── PROVIDED MATERIAL

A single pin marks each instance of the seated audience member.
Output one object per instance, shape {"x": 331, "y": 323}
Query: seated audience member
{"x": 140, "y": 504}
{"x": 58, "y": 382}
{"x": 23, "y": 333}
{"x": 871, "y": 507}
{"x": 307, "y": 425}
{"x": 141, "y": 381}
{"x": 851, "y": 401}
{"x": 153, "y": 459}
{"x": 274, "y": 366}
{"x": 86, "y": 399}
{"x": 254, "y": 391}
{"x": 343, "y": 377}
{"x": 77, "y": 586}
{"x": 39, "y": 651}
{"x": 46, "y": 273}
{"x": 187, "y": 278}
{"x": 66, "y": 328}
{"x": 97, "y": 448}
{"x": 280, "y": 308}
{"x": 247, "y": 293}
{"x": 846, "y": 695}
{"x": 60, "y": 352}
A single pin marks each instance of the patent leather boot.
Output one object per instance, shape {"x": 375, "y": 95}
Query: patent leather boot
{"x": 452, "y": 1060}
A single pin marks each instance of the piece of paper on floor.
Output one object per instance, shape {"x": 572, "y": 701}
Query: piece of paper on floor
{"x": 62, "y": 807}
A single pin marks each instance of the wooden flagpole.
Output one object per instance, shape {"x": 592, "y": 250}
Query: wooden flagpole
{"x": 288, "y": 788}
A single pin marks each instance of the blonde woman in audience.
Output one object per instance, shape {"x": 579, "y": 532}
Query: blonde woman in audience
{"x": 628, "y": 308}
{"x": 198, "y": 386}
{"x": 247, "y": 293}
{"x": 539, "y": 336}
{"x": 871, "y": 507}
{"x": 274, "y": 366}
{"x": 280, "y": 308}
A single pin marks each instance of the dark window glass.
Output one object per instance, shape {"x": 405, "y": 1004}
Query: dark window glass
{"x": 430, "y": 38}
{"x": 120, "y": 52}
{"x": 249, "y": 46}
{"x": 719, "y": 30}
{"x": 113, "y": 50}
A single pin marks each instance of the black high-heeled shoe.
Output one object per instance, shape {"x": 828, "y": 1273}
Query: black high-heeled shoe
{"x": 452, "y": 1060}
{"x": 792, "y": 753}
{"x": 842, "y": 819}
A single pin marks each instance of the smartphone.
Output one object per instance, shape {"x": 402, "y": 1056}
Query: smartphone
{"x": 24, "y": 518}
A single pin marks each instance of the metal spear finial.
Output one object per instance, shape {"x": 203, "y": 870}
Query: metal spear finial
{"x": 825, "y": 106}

────

** DESCRIPTION OF THE TASK **
Every line above carrying the word "object" needs to be shown.

** REPLY **
Output one object per instance, shape {"x": 331, "y": 323}
Output one object per instance, shape {"x": 375, "y": 95}
Output one object per instance, shape {"x": 572, "y": 701}
Output one object per instance, shape {"x": 592, "y": 250}
Output one object per instance, shape {"x": 579, "y": 532}
Output one object per instance, shape {"x": 405, "y": 1004}
Output one object per instance, shape {"x": 828, "y": 1273}
Output one object per instance, shape {"x": 402, "y": 1056}
Output one object per instance, shape {"x": 203, "y": 870}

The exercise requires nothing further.